● **Your objective**
Retype all of the data exactly as given.

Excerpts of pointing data
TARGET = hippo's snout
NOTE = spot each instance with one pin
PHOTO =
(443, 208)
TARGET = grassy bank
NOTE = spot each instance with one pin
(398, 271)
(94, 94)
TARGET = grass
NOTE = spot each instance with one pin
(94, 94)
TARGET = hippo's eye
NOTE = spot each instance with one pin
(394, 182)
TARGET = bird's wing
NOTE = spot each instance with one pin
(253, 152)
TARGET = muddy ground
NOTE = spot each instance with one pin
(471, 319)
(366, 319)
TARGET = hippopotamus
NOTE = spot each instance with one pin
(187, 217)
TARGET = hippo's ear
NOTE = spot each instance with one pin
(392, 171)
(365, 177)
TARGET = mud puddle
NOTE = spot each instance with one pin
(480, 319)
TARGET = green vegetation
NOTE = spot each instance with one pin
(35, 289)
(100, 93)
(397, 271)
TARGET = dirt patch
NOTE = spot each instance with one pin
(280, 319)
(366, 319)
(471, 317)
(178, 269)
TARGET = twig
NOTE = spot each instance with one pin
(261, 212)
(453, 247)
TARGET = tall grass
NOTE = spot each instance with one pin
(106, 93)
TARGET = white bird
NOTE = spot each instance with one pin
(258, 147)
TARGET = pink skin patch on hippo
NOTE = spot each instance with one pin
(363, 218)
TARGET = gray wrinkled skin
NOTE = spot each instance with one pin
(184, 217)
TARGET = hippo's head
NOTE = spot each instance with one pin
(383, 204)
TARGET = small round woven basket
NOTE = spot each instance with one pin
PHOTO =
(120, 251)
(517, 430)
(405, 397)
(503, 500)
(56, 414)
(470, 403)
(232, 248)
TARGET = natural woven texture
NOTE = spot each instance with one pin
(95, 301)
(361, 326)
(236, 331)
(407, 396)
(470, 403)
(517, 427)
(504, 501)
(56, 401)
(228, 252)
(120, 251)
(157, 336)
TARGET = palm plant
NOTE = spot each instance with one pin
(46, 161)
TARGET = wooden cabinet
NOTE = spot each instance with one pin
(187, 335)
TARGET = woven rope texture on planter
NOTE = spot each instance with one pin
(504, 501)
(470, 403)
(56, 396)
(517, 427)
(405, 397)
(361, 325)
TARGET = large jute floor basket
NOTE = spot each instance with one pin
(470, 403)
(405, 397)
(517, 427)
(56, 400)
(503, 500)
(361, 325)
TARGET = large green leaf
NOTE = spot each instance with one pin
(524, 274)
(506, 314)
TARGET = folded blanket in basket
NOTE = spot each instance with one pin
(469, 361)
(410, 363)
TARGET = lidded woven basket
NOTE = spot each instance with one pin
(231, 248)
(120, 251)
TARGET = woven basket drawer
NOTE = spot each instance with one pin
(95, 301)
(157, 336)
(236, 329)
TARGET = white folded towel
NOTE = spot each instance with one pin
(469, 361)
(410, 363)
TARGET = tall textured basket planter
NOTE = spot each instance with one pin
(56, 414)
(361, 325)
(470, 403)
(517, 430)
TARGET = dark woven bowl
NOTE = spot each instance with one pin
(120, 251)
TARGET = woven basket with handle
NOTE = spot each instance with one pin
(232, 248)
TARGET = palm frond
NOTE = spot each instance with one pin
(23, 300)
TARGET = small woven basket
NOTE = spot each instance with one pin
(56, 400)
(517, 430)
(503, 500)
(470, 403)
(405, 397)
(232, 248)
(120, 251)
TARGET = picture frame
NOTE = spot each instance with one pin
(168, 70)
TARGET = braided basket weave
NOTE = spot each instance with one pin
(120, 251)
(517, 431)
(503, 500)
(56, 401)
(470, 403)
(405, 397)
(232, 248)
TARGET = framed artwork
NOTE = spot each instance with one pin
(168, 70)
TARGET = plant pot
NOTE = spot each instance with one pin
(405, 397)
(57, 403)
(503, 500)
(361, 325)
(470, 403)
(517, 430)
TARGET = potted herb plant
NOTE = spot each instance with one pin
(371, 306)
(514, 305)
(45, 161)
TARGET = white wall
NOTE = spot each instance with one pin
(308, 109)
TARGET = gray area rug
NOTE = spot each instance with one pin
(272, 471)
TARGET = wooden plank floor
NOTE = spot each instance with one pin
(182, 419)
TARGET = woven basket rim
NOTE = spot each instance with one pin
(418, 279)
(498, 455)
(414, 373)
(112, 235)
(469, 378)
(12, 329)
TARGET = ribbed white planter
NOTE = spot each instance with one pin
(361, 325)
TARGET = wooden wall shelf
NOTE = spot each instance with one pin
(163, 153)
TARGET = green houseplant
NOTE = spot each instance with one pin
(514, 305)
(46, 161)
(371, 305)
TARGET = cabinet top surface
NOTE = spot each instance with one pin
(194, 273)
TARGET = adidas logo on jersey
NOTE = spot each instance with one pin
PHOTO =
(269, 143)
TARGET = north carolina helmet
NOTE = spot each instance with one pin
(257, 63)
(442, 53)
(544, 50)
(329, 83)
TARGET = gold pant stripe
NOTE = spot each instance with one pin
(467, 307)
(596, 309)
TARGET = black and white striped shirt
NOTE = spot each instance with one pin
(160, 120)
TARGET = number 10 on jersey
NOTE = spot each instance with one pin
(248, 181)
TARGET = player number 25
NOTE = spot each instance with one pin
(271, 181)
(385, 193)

● **Output for this exercise**
TARGET = hippo's snout
NOTE = spot each instance with one pin
PHOTO =
(443, 208)
TARGET = grassy bank
NOTE = spot each instance with one pin
(398, 271)
(94, 94)
TARGET = grass
NOTE = spot each instance with one pin
(94, 94)
TARGET = hippo's eye
NOTE = spot each instance with one pin
(394, 182)
TARGET = bird's wing
NOTE = spot each instance with one pin
(253, 152)
TARGET = muddy ground
NOTE = spot each instance with one pin
(471, 319)
(366, 319)
TARGET = hippopotamus
NOTE = spot each instance with one pin
(187, 217)
TARGET = hippo's ear
NOTE = spot each instance with one pin
(392, 171)
(365, 177)
TARGET = mud puddle
NOTE = spot each instance with one pin
(480, 319)
TARGET = green vegetation
NOTE = spot each instance with one pin
(35, 289)
(100, 93)
(397, 271)
TARGET = dirt patch
NOTE = spot each instance with one pin
(280, 319)
(366, 319)
(471, 317)
(178, 269)
TARGET = twig
NOTE = spot each instance with one pin
(261, 212)
(453, 247)
TARGET = tall grass
NOTE = spot each instance with one pin
(106, 93)
TARGET = white bird
NOTE = spot each instance with one pin
(258, 147)
TARGET = pink skin patch on hippo
NOTE = spot each instance with one pin
(363, 218)
TARGET = gray wrinkled skin
NOTE = spot each instance with one pin
(184, 217)
TARGET = hippo's head
NOTE = spot each instance with one pin
(383, 204)
TARGET = small round woven basket
NOTE = spot each instance with one pin
PHOTO =
(120, 251)
(517, 430)
(405, 397)
(503, 500)
(56, 414)
(470, 403)
(232, 248)
TARGET = natural woven texture
NOTE = spot each instance with one pin
(95, 301)
(361, 326)
(236, 331)
(407, 396)
(470, 403)
(517, 427)
(504, 501)
(56, 401)
(228, 252)
(120, 251)
(157, 336)
TARGET = palm plant
NOTE = spot each instance with one pin
(46, 161)
TARGET = wooden cabinet
NOTE = spot each instance with one pin
(187, 335)
TARGET = woven rope texture on planter
NOTE = spot each instance with one pin
(504, 501)
(470, 403)
(56, 396)
(517, 427)
(405, 397)
(361, 325)
TARGET = large jute floor basket
NOTE = spot each instance with one pin
(470, 403)
(405, 397)
(517, 427)
(56, 400)
(503, 500)
(361, 325)
TARGET = large green leaf
NOTE = spot each instance with one pin
(524, 274)
(506, 314)
TARGET = folded blanket in basket
NOTE = spot each instance with one pin
(469, 361)
(410, 363)
TARGET = lidded woven basket
NOTE = spot each instance with one pin
(231, 248)
(120, 251)
TARGET = woven basket drawer
NOTE = spot each instance with one pin
(95, 301)
(157, 336)
(236, 329)
TARGET = white folded towel
NOTE = spot each instance with one pin
(469, 361)
(410, 363)
TARGET = tall textured basket planter
NOTE = spot each instance with one pin
(56, 414)
(361, 325)
(470, 403)
(517, 430)
TARGET = dark woven bowl
NOTE = spot each instance with one pin
(120, 251)
TARGET = woven basket with handle
NOTE = spot each instance with one pin
(232, 248)
TARGET = palm frond
NOTE = spot each instance with one pin
(23, 300)
TARGET = small woven basket
NOTE = spot each instance with one pin
(56, 400)
(517, 430)
(503, 500)
(470, 403)
(405, 397)
(232, 248)
(120, 251)
TARGET = picture frame
NOTE = spot each instance with one pin
(168, 70)
TARGET = braided basket weave
NOTE = spot each instance with one pin
(120, 251)
(517, 431)
(503, 500)
(56, 401)
(470, 403)
(405, 397)
(232, 248)
TARGET = framed artwork
NOTE = spot each instance with one pin
(168, 70)
TARGET = plant pot
NOTE = spot each instance with one pin
(405, 397)
(57, 403)
(503, 500)
(361, 325)
(470, 403)
(517, 430)
TARGET = potted herb plant
NOTE = spot each instance with one pin
(371, 306)
(514, 305)
(45, 161)
TARGET = white wall
NOTE = spot each instance with one pin
(308, 109)
TARGET = gray area rug
NOTE = spot each instance with one pin
(272, 471)
TARGET = wooden plank floor
NOTE = spot each instance with one pin
(182, 419)
TARGET = woven basket rim
NOTE = spot each instance with one pin
(418, 279)
(498, 455)
(414, 373)
(112, 235)
(469, 378)
(12, 329)
TARGET = ribbed white planter
NOTE = spot each instance with one pin
(361, 325)
TARGET = wooden wall shelf
NOTE = spot each instance with one pin
(163, 153)
TARGET = green houseplant
NOTE = spot each instance with one pin
(514, 305)
(46, 161)
(371, 305)
TARGET = cabinet top surface
NOTE = spot each instance with one pin
(194, 273)
TARGET = adidas logo on jersey
NOTE = spot each instance with one pin
PHOTO =
(269, 143)
TARGET = north carolina helmet
NOTE = spot each instance with one pin
(257, 63)
(442, 53)
(544, 50)
(329, 83)
TARGET = gold pant stripe
NOTE = spot each instance with one pin
(467, 307)
(596, 309)
TARGET = black and white striped shirt
NOTE = spot each instance with one pin
(160, 120)
TARGET = number 10 on jersey
NOTE = spot each instance with one pin
(248, 181)
TARGET = player number 25
NOTE = spot each instance with one pin
(271, 181)
(385, 193)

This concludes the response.